Directions ▸
What lines below contain the string "eurasian"? List them all.

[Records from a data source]
· · · ·

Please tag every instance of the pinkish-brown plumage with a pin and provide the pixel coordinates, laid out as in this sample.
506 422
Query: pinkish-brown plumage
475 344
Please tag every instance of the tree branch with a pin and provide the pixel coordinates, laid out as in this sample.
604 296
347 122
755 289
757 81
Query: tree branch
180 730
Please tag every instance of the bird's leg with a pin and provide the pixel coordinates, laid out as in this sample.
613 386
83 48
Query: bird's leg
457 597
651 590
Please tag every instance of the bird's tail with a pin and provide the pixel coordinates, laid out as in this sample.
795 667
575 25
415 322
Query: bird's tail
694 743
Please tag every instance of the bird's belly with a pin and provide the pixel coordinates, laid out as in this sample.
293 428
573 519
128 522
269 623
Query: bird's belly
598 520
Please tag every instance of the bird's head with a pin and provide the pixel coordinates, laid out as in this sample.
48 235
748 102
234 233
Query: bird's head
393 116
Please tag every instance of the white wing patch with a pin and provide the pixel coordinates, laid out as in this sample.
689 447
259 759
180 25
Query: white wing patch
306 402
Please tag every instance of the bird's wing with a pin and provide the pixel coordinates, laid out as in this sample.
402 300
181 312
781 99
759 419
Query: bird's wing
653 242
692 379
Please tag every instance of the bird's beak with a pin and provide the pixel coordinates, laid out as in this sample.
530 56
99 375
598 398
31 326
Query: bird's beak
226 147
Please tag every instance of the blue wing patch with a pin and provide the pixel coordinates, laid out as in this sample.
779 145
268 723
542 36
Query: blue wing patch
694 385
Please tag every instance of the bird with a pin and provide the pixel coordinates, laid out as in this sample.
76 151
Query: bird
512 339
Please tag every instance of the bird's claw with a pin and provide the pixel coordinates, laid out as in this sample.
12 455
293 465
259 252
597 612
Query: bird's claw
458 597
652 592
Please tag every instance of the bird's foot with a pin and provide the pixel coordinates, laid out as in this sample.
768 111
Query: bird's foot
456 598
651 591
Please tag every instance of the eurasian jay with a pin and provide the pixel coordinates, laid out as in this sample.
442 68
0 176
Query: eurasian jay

· · · ·

Problem solution ▸
Please tag every instance of the eurasian jay with a pin and provide the pixel coordinates, laid out as in this sample.
Query: eurasian jay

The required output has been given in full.